- _Object point labels_:
--- BEGIN ---
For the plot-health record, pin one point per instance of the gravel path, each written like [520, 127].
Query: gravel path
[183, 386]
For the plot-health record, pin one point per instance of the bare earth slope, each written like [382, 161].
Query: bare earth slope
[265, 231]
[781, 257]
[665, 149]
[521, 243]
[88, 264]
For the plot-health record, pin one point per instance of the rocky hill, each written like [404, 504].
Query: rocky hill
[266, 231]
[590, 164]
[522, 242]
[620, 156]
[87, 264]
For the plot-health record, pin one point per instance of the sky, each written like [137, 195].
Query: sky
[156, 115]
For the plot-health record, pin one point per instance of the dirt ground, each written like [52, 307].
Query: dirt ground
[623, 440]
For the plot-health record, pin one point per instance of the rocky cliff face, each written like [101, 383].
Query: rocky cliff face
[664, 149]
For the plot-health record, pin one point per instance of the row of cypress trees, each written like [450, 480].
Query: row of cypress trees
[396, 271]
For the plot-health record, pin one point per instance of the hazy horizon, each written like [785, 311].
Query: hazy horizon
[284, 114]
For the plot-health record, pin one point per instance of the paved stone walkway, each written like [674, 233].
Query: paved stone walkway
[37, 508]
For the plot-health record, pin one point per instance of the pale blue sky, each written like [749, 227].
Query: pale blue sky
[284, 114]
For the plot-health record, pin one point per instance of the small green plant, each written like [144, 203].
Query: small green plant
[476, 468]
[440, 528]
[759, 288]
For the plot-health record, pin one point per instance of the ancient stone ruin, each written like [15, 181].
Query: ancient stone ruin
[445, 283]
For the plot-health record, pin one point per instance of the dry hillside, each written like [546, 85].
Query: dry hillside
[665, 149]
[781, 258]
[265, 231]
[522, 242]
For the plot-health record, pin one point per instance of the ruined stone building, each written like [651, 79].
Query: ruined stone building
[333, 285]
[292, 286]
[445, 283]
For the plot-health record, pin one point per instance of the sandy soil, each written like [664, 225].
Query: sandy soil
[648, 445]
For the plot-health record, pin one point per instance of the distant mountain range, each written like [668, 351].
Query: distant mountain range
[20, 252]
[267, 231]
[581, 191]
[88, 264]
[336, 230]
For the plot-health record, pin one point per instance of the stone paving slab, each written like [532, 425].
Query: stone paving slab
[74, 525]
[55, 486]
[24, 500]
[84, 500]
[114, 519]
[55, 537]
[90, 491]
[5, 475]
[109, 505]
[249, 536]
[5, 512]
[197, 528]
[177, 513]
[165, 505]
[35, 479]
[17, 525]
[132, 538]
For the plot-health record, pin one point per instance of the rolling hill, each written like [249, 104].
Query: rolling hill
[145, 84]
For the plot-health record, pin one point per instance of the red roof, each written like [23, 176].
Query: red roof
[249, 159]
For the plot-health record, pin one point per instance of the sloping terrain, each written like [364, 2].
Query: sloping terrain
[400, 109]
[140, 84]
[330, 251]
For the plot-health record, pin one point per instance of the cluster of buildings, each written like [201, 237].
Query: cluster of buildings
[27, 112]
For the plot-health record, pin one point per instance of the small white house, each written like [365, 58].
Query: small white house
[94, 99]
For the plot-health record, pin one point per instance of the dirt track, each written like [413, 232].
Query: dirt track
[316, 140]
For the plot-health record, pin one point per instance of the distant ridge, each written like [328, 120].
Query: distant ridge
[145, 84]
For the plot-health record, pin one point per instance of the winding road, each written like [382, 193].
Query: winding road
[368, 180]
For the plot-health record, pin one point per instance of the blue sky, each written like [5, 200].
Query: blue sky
--- END ---
- _Aim_: Put every line of the records above into a Markdown table with the columns "Row" and "Line", numbering the rows and leaving out blank lines.

- _Solved problem_:
| Row | Line |
|---|---|
| 1 | For the plot-health record, pin one point per instance of the gravel path, each written like [520, 127]. |
| 2 | Query: gravel path |
| 3 | [183, 386] |
| 4 | For the plot-health record, pin one point per instance of the bare earth slope, each written like [382, 161]. |
| 5 | Query: bare earth slope |
| 6 | [265, 231] |
| 7 | [781, 257] |
| 8 | [665, 149] |
| 9 | [521, 243] |
| 10 | [88, 264] |
| 11 | For the plot-health record, pin one point per instance of the rocky hill, each written like [404, 504]. |
| 12 | Query: rocky hill |
| 13 | [266, 231] |
| 14 | [590, 164] |
| 15 | [522, 242] |
| 16 | [620, 156] |
| 17 | [87, 264] |
| 18 | For the plot-health record, pin one point per instance of the sky, each written like [137, 195]. |
| 19 | Query: sky |
| 20 | [156, 115] |
| 21 | For the plot-health record, pin one point per instance of the dirt ground, each written like [52, 307]. |
| 22 | Query: dirt ground |
| 23 | [623, 440] |
| 24 | For the plot-health record, pin one point per instance of the rocky cliff face, each written like [101, 383]. |
| 25 | Query: rocky cliff face |
| 26 | [664, 149] |
| 27 | For the plot-health record, pin one point per instance of the row of cypress trees, each written like [450, 480]. |
| 28 | Query: row of cypress trees |
| 29 | [396, 271] |
| 30 | For the plot-health record, pin one point per instance of the hazy horizon, each written like [785, 311]. |
| 31 | Query: hazy horizon |
| 32 | [284, 114] |
| 33 | For the plot-health record, pin one point per instance of the paved stone walkway, each written like [674, 233]. |
| 34 | Query: paved stone walkway |
| 35 | [37, 508] |
| 36 | For the plot-health record, pin one point per instance of the pale blue sky, each written like [749, 227]. |
| 37 | Query: pale blue sky |
| 38 | [284, 114] |
| 39 | For the plot-health record, pin one point per instance of the small green plant, each written like [144, 203]. |
| 40 | Query: small green plant |
| 41 | [476, 468] |
| 42 | [440, 528] |
| 43 | [759, 288] |
| 44 | For the plot-health record, pin one point per instance of the ancient stone ruin, each written like [15, 181]. |
| 45 | Query: ancient stone ruin |
| 46 | [445, 283] |
| 47 | For the plot-health record, pin one point per instance of the dry hillside, each written like [546, 85]. |
| 48 | Query: dry hillside |
| 49 | [665, 149] |
| 50 | [781, 258] |
| 51 | [265, 231] |
| 52 | [522, 242] |
| 53 | For the plot-health record, pin one point per instance of the ruined stone building, each written like [651, 79]. |
| 54 | Query: ruined stone building |
| 55 | [333, 285] |
| 56 | [292, 286] |
| 57 | [445, 283] |
| 58 | For the plot-health record, pin one point per instance of the sandy soil, each written like [664, 225]. |
| 59 | Query: sandy soil |
| 60 | [648, 445] |
| 61 | For the plot-health record, pin one point per instance of the distant mountain range, each written like [668, 351]. |
| 62 | Query: distant mountain range |
| 63 | [20, 252] |
| 64 | [267, 231] |
| 65 | [581, 191] |
| 66 | [88, 264] |
| 67 | [336, 230] |
| 68 | For the plot-health record, pin one point per instance of the stone paving slab, each written like [532, 425]. |
| 69 | Query: stone paving slab |
| 70 | [74, 525] |
| 71 | [55, 486] |
| 72 | [24, 500] |
| 73 | [84, 500] |
| 74 | [114, 519] |
| 75 | [55, 537] |
| 76 | [90, 491] |
| 77 | [5, 475] |
| 78 | [109, 505] |
| 79 | [249, 536] |
| 80 | [5, 512] |
| 81 | [197, 528] |
| 82 | [177, 513] |
| 83 | [165, 505] |
| 84 | [35, 479] |
| 85 | [17, 525] |
| 86 | [132, 538] |
| 87 | For the plot-health record, pin one point per instance of the rolling hill, each written like [249, 104]. |
| 88 | Query: rolling hill |
| 89 | [145, 84] |
| 90 | For the plot-health record, pin one point per instance of the red roof, each written like [23, 176]. |
| 91 | Query: red roof |
| 92 | [249, 159] |
| 93 | For the plot-health record, pin one point per instance of the sloping terrain, each written like [364, 2]. |
| 94 | Query: sloping terrain |
| 95 | [400, 109] |
| 96 | [140, 84] |
| 97 | [330, 251] |
| 98 | For the plot-health record, pin one point per instance of the cluster of buildings, each written like [201, 237]. |
| 99 | Query: cluster of buildings |
| 100 | [27, 112] |
| 101 | For the plot-health record, pin one point per instance of the small white house, each written like [365, 58]. |
| 102 | Query: small white house |
| 103 | [94, 99] |
| 104 | For the plot-health record, pin one point per instance of the dirt track, each written like [413, 232]. |
| 105 | Query: dirt track |
| 106 | [316, 140] |
| 107 | For the plot-health record, pin one point per instance of the distant ridge, each written like [328, 120]. |
| 108 | Query: distant ridge |
| 109 | [145, 84] |
| 110 | For the plot-health record, pin one point per instance of the winding road, each written like [382, 193]. |
| 111 | Query: winding road |
| 112 | [368, 180] |
| 113 | For the plot-health record, pin one point per instance of the blue sky, each written like [5, 200]. |
| 114 | Query: blue sky |